WORK REQUIRED. In the text on chief data officers, what belief do the officers share despite their varied backgrounds?

TEXT SHOWN.

--------------------------------

A large number of financial institutions (FIs) have appointed chief data officers (CDOs) over the past couple of years. I know a few of them and while they come from a wide variety of backgrounds—some technical, some business, some ‘data geek’—they share a common belief that an organization’s data is one of its most important assets. They would like to be shaping their data agenda to help drive business growth, even business transformation. However, most of them find themselves fighting a rearguard action, focusing on the basics, laying fundamental foundations without which the ‘clever stuff’ is no more than a pipe dream.
Regulatory Focus on Data Governance
The agendas of conferences, seminars and webinars are dominated by topics covering the impact of regulatory change and the focus of regulators and regulations on data governance and data management.
You might want your data to become your most valuable asset, but first it needs to hold up to the scrutiny of regulators, tax authorities and courts of law.

--------------------------------

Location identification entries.
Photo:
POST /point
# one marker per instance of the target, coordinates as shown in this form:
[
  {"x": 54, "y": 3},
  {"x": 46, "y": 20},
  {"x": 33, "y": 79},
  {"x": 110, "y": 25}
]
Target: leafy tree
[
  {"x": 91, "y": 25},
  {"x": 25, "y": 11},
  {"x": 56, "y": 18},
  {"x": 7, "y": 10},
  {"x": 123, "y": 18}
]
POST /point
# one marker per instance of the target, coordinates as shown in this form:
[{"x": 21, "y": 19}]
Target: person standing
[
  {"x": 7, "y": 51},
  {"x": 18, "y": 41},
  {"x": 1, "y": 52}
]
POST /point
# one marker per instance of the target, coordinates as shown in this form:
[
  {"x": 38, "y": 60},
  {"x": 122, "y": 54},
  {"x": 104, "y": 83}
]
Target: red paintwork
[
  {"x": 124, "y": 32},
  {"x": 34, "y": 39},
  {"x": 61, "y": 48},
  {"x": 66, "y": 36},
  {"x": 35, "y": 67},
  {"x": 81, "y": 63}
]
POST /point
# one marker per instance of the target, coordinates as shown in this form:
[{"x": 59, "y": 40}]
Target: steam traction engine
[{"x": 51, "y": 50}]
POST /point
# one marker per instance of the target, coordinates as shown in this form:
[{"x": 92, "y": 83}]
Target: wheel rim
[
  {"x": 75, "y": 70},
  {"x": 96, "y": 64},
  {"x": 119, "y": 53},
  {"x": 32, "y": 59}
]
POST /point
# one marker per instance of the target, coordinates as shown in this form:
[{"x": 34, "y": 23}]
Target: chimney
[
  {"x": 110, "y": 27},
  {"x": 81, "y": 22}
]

--------------------------------

FINAL RESULT. They share a belief that an organization's data is one of its most important assets.